● **Written instruction**
Which lines in the records below contain the word "Target"? Copy each of those lines in full.
[start]
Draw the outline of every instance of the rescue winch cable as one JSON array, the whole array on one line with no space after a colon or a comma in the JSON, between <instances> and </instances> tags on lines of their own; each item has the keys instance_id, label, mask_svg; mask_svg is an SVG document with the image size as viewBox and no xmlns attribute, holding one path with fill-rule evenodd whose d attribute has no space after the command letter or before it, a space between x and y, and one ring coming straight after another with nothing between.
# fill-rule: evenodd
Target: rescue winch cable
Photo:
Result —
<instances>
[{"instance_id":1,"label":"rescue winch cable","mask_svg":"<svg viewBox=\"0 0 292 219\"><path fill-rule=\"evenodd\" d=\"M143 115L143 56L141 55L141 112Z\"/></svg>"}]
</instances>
[end]
[start]
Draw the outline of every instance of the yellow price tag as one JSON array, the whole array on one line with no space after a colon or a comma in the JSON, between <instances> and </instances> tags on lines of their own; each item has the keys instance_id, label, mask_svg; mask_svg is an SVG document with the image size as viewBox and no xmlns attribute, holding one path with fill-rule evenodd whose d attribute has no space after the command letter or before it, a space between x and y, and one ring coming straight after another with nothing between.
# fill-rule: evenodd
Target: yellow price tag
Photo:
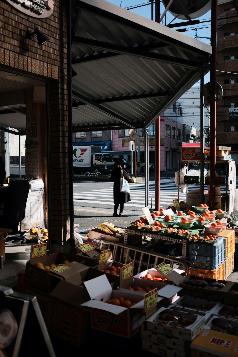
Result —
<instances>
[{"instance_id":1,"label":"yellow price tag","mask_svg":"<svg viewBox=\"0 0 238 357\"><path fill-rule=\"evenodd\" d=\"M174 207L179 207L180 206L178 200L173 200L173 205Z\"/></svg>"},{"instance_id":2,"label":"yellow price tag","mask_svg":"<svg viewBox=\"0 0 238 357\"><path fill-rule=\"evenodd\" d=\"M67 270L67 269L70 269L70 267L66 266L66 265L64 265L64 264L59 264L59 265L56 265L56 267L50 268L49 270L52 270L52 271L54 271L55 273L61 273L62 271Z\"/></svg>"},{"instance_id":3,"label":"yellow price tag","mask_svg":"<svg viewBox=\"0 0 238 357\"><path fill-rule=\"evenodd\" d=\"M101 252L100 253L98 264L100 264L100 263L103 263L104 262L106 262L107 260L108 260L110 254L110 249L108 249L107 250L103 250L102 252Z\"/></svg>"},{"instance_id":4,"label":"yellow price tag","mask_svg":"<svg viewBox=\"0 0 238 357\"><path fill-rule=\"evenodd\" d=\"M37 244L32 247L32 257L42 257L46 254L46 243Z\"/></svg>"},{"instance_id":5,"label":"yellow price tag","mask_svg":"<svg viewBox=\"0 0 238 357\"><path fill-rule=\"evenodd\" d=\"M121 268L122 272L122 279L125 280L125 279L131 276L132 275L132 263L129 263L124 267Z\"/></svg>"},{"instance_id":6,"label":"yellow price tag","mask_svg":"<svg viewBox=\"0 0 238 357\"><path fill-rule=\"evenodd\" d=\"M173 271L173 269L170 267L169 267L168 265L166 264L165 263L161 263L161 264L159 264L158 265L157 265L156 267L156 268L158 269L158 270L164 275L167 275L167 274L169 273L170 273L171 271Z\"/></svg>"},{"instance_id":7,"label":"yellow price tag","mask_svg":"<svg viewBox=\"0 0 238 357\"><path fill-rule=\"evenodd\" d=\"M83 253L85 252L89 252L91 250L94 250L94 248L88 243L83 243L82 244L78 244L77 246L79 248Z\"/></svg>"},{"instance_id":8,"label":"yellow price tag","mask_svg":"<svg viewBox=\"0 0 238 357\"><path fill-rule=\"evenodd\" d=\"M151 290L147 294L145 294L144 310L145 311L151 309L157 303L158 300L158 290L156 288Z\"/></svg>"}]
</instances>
[end]
● **Problem solution**
Target: rescue winch cable
Target: yellow price tag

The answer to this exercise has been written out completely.